▸ ASSIGNMENT
What is needed is an exact copy of all the entries below.

▸ INPUT MATERIAL
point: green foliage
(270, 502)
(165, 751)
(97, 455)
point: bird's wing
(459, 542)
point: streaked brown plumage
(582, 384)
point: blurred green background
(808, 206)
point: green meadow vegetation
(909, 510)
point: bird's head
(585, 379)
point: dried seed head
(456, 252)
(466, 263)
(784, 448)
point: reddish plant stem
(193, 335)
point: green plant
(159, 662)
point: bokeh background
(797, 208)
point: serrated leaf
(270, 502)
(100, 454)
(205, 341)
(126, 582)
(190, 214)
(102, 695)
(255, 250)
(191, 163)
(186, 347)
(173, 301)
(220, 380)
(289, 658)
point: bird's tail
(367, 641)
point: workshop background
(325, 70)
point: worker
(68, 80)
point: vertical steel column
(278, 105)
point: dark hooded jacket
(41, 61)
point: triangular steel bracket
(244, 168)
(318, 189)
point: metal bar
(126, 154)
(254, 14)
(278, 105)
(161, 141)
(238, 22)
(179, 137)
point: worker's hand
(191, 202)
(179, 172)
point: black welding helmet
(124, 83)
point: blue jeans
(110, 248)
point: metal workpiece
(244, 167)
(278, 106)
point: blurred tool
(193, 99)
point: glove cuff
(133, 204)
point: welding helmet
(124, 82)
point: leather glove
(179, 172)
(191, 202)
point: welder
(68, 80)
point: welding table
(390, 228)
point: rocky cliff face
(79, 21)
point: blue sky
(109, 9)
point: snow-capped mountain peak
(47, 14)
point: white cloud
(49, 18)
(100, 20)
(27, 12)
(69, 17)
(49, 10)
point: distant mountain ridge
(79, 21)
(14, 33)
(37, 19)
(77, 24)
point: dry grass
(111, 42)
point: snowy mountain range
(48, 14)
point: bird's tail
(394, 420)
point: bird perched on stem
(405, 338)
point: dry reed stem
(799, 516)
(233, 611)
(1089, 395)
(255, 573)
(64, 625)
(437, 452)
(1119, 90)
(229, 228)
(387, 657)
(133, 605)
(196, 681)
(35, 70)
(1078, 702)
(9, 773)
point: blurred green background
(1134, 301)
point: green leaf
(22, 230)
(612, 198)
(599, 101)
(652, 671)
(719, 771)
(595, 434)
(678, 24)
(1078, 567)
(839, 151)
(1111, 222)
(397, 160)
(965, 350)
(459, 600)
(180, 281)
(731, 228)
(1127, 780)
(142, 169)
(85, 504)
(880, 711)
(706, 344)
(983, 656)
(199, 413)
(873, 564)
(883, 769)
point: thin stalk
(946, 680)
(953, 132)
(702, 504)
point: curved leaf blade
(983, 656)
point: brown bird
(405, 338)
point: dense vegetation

▸ RESULT OF THE EXERCISE
point: green foliage
(270, 502)
(165, 751)
(97, 455)
point: bird's wing
(459, 542)
point: streaked brown plumage
(582, 384)
point: blurred green background
(808, 206)
point: green meadow vegetation
(909, 510)
point: bird's head
(585, 379)
point: dried seed head
(456, 252)
(466, 263)
(784, 448)
point: reddish plant stem
(193, 335)
point: green plant
(159, 662)
point: bokeh background
(797, 208)
point: serrated leaf
(270, 502)
(100, 454)
(205, 341)
(126, 582)
(190, 214)
(102, 695)
(255, 250)
(191, 163)
(186, 347)
(173, 301)
(220, 380)
(289, 658)
point: bird's tail
(367, 641)
point: workshop background
(325, 70)
point: worker
(68, 80)
point: vertical steel column
(278, 105)
point: dark hooded jacket
(41, 61)
point: triangular steel bracket
(244, 168)
(318, 189)
point: metal bar
(126, 154)
(254, 14)
(278, 105)
(161, 141)
(238, 22)
(179, 137)
point: worker's hand
(191, 202)
(179, 172)
point: black welding helmet
(124, 83)
point: blue jeans
(110, 248)
point: metal workpiece
(244, 167)
(278, 106)
point: blurred tool
(193, 99)
point: glove cuff
(133, 204)
point: welding helmet
(124, 82)
point: leather glove
(179, 172)
(191, 202)
point: welder
(68, 80)
point: welding table
(390, 228)
point: rocky cliff face
(79, 21)
point: blue sky
(109, 9)
point: snow-capped mountain peak
(47, 14)
point: white cloud
(49, 18)
(100, 20)
(27, 12)
(69, 17)
(49, 10)
point: distant mountain ridge
(79, 21)
(14, 33)
(37, 19)
(77, 24)
point: dry grass
(111, 42)
point: snowy mountain range
(48, 14)
point: bird's tail
(394, 420)
point: bird perched on stem
(405, 338)
point: dry reed stem
(799, 516)
(233, 611)
(1089, 395)
(255, 573)
(64, 625)
(437, 452)
(1119, 90)
(229, 228)
(387, 657)
(133, 605)
(196, 681)
(35, 70)
(1078, 702)
(9, 773)
point: blurred green background
(1134, 301)
point: green leaf
(22, 230)
(612, 198)
(599, 101)
(652, 671)
(719, 771)
(595, 434)
(678, 24)
(1078, 567)
(839, 151)
(1111, 222)
(397, 160)
(965, 350)
(459, 600)
(180, 281)
(731, 228)
(1127, 780)
(142, 169)
(85, 504)
(880, 711)
(706, 344)
(983, 656)
(199, 413)
(873, 564)
(883, 769)
point: thin stalk
(946, 680)
(953, 132)
(702, 504)
point: curved leaf blade
(983, 656)
point: brown bird
(405, 338)
point: dense vegetation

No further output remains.